Aim -
Output the records exactly. Include every line.

[Saved entries]

****************************************

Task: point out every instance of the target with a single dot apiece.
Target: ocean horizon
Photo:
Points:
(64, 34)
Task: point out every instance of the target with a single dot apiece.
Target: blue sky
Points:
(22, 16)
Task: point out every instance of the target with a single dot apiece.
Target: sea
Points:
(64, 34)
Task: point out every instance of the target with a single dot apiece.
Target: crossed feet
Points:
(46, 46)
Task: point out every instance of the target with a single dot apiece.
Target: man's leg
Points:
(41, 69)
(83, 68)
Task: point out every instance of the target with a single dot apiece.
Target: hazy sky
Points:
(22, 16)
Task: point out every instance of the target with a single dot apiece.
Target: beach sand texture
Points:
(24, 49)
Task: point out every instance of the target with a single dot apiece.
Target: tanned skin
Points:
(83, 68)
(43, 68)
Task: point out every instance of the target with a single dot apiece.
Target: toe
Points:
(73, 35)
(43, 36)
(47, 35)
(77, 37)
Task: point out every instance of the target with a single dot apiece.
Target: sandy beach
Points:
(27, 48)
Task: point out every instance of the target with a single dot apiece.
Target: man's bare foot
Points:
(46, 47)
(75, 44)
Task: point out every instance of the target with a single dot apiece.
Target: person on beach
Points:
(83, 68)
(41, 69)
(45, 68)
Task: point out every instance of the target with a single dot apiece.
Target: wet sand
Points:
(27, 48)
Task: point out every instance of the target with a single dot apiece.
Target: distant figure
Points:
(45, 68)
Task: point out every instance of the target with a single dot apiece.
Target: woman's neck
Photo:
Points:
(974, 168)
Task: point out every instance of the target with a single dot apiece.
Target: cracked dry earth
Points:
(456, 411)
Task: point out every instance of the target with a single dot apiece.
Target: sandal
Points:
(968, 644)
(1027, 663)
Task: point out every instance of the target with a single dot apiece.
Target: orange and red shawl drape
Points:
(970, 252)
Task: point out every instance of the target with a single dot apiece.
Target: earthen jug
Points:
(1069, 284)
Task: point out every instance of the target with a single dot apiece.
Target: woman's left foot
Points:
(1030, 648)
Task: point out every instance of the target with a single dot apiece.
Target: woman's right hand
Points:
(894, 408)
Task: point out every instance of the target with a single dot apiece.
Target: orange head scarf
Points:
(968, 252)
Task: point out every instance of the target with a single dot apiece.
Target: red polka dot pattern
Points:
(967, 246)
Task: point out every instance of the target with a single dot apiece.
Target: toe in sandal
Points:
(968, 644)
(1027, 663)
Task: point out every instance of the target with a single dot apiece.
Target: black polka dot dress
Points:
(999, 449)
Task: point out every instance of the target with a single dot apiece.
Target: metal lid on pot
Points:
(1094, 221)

****************************************

Answer -
Task: point out every instance of the target with a single dot apiece.
Target: ocean horizon
Photo:
Points:
(64, 34)
Task: point out every instance of the target with a single dot apiece.
Target: blue sky
Points:
(22, 16)
Task: point out every instance of the target with a single dot apiece.
Target: sea
Points:
(64, 34)
Task: point out every instance of the target with a single dot apiece.
Target: crossed feet
Points:
(46, 46)
Task: point out every instance of the target with a single dot apiece.
Target: man's leg
Points:
(41, 69)
(83, 68)
Task: point out every instance of the target with a single dot apiece.
Target: hazy sky
Points:
(22, 16)
Task: point out every instance of the target with a single dot apiece.
Target: beach sand texture
Points:
(24, 49)
Task: point out every instance of the target with a single dot apiece.
Target: tanned skin
Points:
(83, 68)
(43, 68)
Task: point out every instance of the target with a single dot apiece.
Target: toe
Points:
(73, 35)
(43, 36)
(47, 35)
(77, 37)
Task: point out every instance of the target with a single dot apiece.
Target: sandy beach
Points:
(27, 48)
Task: point out every instance of the target with a single dot apiece.
Target: man's bare foot
Points:
(46, 47)
(75, 44)
Task: point out every instance of the target with a single dot apiece.
Target: person on beach
Points:
(83, 68)
(41, 69)
(45, 68)
Task: point out every instance of the target with a single dot apiece.
Target: wet sand
Points:
(27, 48)
Task: point out every instance of the target with a single dot apiece.
Target: distant figure
Points:
(45, 68)
Task: point out every instance of the target with a single dot apiece.
Target: woman's neck
Photo:
Points:
(974, 168)
Task: point out every instance of the target with a single dot apiece.
Target: cracked dry earth
Points:
(456, 411)
Task: point out every instance of the target with a single dot apiece.
Target: sandal
Points:
(968, 644)
(1027, 663)
Task: point out every instance of the target with a single dot apiece.
Target: orange and red shawl drape
Points:
(970, 252)
Task: point out every instance of the target with a single dot apiece.
Target: earthen jug
Points:
(1069, 284)
Task: point out every instance of the target with a single dot apiece.
Target: woman's left foot
Points:
(1030, 648)
Task: point out every instance of the target with a single dot apiece.
Target: woman's right hand
Points:
(894, 408)
Task: point out every instance of the target with a single dot apiece.
Target: orange head scarf
Points:
(968, 252)
Task: point out every instance of the target with a single dot apiece.
Target: red polka dot pattern
Points:
(967, 246)
Task: point out every instance of the target with a single dot apiece.
Target: toe in sandal
Points:
(968, 644)
(1027, 663)
Task: point out every instance of the target with a single dot apiece.
Target: black polka dot dress
Points:
(999, 449)
Task: point out every instance of the target with a single dot apiece.
Target: metal lid on pot
Points:
(1094, 221)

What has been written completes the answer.